Passage to read:
K-5 Math Program Update Presented To BOE
The Board of Education recently heard a presentation from elementary and Reed Intermediate School representatives updating officials on the Bridges math program that was implemented last year for kindergarten through fifth grade.
The presenting group consisted of math and science specialists Jess Fonovic from Reed, Amy Hiruo from Hawley School, Jill Bracksieck from Middle Gate School, Chrissie Pierce from Head O’ Meadow School, and Kris Feda from Sandy Hook School.
“For many years there hasn’t been a consistent math program K-5 in Newtown. We are thrilled to have that in Bridges,” Fonovic said.
Fonovic elaborated on K-5 consistency, describing Bridges math as “rigorous, engaging, and accessible,” with an embedded skill building program to introduce, reinforce and extend concepts.
Fonovic also spoke highly of the incorporated intervention program as well, saying, “it really targets the instruction of students that have mathematical gaps.”

Study questions:
A. Reproduce part of the article on the Bridges math program word for word, beginning at the words "Fonovic elaborated on" and stopping after "and extend concepts.".
B. Write what comes next in the article on the Bridges math program, picking up after its final sentence.
The material after this article is separate from it.

[Data drawn from a collection]
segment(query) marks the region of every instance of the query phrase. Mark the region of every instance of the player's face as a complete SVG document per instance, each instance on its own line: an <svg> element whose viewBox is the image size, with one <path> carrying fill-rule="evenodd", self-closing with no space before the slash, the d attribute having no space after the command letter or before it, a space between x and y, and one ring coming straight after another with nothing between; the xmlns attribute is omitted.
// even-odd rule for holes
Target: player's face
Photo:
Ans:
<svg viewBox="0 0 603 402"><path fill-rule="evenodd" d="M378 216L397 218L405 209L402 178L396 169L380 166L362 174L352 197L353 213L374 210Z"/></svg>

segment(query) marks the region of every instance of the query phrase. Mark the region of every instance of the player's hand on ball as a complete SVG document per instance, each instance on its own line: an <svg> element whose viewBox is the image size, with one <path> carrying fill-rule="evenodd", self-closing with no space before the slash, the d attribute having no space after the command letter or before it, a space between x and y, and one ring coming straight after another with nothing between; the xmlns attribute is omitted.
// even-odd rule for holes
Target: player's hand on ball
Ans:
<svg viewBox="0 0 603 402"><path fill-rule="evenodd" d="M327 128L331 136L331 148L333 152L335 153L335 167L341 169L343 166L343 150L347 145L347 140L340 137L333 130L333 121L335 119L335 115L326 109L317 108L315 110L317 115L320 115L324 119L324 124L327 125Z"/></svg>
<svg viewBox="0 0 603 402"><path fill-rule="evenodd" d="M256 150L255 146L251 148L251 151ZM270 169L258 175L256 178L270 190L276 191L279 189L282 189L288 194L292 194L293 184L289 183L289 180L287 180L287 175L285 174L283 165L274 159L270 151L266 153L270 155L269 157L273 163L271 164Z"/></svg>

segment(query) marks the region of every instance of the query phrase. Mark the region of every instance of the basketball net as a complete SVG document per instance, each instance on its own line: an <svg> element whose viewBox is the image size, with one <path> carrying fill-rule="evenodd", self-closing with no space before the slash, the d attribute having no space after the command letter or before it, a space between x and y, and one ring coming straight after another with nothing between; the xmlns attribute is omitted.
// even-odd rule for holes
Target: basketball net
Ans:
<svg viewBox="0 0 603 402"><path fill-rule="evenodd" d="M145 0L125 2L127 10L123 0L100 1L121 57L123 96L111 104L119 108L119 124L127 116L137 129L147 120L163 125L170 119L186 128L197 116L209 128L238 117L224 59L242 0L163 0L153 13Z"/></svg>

Answer set:
A.
Fonovic elaborated on K-5 consistency, describing Bridges math as “rigorous, engaging, and accessible,” with an embedded skill building program to introduce, reinforce and extend concepts.

B.
Later, Bracksieck said during intervention, students are hearing the same language and models, and practicing the same strategies as in the core program. She said additional models added in intervention “beautifully support” the core.
‘Everyone Is Engaged’
“Students really talk like mathematicians,” Feda added about the vocabulary focus of the program and the student discourse encouraged in Bridges. “The students actually listen to each other, they build on each other’s ideas, they have developed a really deep conceptual understanding.”
The board also learned students could share their thinking on the Bridges website and see how other peers may have solved problems.
Hiruo talked about how hands-on learning is pervasive in Bridges’ design, with teachers and students having access to hands-on tools that allow students to make sense of their thinking.
Bracksieck described a Bridges lesson plan, explaining that someone capable of complex operations will have time to try something more challenging after they try what is easier for them.
“Everyone is engaged,” Bracksieck said.
It was explained that the iReady diagnostic test, assigned three times a year in Newtown, gives each student a “personalized pathway” to identify student need and level in various math standards.
The supplementary online program Math At Home, which is free for anyone, was also discussed by presenters. According to the group, teachers assign Math At Home content to students, or the website can be used casually by families with an accessible answer key and digital hands-on tools.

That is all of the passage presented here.